=== RECORD EXTRACTS ===
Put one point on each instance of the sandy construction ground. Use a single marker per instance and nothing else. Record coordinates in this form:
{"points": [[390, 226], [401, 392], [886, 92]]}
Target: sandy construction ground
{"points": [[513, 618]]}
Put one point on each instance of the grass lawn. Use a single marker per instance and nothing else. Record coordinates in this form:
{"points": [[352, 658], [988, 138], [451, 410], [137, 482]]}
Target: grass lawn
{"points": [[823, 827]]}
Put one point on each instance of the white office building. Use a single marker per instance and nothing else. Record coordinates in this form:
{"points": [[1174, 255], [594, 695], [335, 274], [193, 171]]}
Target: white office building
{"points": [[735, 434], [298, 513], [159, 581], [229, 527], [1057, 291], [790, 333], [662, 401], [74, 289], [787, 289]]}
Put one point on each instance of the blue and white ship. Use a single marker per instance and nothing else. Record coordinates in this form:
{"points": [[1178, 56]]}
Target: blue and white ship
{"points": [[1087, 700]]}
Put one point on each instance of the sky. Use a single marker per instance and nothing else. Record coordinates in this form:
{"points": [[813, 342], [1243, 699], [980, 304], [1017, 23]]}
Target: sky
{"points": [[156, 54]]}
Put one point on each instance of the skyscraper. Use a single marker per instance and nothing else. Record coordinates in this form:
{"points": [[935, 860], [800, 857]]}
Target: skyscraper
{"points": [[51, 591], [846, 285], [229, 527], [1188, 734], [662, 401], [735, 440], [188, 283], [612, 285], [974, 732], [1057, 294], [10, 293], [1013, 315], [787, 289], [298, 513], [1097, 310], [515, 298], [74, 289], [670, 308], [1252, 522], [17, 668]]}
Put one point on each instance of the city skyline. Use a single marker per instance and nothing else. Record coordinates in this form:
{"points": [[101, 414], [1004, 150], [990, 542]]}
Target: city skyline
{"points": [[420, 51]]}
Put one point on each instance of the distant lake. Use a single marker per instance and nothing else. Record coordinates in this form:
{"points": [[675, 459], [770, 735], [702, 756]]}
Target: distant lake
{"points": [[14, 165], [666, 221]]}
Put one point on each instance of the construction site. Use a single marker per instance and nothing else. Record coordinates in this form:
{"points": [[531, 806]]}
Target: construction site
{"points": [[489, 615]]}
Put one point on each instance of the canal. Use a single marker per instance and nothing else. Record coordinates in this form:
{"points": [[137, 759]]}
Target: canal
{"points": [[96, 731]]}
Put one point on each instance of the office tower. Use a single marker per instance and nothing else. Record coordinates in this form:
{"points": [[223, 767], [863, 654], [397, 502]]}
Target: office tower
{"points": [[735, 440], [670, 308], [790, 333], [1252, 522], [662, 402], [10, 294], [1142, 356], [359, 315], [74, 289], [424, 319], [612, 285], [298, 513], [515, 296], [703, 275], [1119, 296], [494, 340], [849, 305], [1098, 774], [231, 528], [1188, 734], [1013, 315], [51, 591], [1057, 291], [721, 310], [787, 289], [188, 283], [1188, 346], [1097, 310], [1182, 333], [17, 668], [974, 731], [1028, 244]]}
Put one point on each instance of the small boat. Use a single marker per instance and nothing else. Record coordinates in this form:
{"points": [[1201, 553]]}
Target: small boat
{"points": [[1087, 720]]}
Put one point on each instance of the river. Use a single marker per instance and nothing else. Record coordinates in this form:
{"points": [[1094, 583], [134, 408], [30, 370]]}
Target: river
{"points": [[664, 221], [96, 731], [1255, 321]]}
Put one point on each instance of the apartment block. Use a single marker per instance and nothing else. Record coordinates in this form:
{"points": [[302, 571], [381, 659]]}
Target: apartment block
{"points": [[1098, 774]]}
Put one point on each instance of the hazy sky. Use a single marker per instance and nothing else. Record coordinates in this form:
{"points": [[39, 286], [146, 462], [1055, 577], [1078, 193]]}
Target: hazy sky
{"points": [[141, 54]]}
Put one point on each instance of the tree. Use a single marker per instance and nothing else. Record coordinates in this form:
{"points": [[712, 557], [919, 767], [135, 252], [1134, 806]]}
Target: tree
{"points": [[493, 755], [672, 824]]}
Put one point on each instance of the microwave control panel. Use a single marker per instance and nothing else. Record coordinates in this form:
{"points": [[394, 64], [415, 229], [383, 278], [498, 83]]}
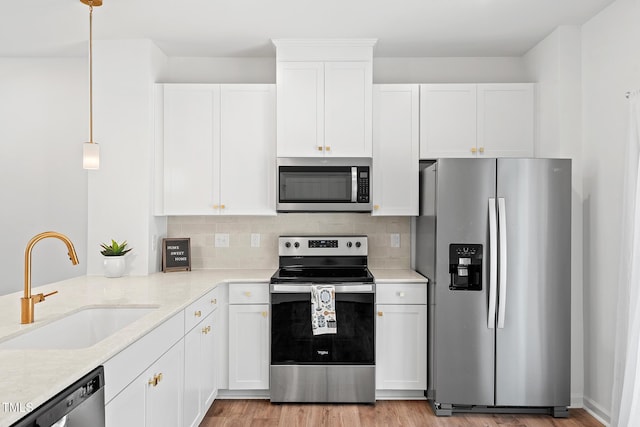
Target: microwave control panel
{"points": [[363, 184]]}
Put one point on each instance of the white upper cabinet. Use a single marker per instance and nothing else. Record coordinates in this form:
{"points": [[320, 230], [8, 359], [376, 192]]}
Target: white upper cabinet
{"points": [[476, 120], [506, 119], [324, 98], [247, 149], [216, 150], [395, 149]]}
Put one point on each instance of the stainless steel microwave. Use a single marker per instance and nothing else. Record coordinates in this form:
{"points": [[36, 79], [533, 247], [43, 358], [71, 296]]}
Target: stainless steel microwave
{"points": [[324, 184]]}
===
=== RECORD EXTRACTS ===
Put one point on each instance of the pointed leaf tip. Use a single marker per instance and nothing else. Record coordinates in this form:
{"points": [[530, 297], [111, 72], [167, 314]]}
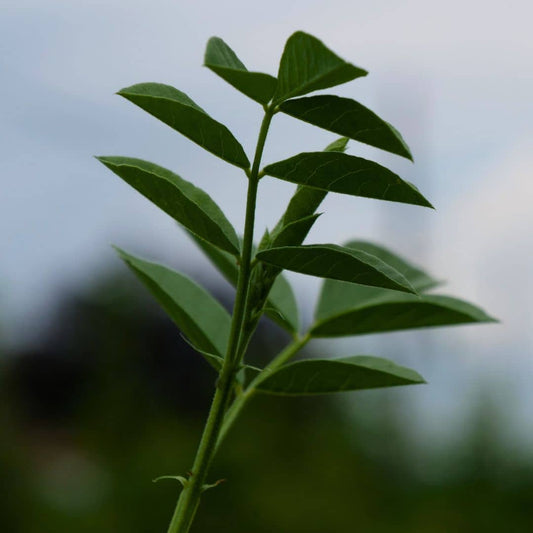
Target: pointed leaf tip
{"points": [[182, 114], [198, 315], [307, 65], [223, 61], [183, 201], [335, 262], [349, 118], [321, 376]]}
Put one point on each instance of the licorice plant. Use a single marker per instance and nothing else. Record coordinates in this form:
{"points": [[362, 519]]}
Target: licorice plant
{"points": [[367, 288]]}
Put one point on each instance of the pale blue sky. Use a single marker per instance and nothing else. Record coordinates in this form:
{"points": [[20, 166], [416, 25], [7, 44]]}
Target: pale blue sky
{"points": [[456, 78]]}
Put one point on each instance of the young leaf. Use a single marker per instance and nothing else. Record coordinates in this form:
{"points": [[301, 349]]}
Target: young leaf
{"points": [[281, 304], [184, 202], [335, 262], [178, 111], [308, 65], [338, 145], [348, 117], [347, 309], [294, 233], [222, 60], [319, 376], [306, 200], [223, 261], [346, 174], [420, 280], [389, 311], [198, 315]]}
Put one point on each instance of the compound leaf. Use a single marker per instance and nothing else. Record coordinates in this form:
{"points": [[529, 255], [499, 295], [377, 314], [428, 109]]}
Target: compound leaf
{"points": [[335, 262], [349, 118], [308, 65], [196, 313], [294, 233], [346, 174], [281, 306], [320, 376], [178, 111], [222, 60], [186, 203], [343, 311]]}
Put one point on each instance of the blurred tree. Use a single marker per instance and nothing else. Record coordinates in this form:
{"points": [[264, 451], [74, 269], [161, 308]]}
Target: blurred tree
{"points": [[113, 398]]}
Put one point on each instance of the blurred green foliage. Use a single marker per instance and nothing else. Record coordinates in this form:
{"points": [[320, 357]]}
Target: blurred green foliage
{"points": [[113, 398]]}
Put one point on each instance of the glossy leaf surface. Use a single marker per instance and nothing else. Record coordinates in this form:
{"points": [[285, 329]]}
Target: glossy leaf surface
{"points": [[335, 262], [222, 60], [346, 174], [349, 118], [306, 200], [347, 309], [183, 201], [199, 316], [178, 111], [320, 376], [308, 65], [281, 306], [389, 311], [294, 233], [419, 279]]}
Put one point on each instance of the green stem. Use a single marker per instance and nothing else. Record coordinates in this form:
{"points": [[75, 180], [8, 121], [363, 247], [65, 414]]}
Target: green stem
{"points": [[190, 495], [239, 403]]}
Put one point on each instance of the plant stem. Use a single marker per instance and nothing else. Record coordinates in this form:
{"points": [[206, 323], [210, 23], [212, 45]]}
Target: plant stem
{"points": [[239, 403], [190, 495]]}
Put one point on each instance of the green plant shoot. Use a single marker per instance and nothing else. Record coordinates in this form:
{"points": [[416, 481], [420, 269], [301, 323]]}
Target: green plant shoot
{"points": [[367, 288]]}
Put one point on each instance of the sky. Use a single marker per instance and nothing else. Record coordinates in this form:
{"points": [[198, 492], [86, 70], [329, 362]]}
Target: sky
===
From the data above, output only the lines between the line containing "Put one point on each instance of the sandy" and the line containing "Put one point on each instance of the grass", inclusive, exactly as written.

**ANSWER**
Put one point on each instance of the sandy construction ground. Use a single marker per instance and nothing else. Record coordinates in this form:
{"points": [[390, 226], [401, 392], [886, 92]]}
Target: sandy construction ground
{"points": [[513, 618]]}
Put one point on each instance of the grass lawn. Use a single marker per instance and nothing else. Record coordinates in this form:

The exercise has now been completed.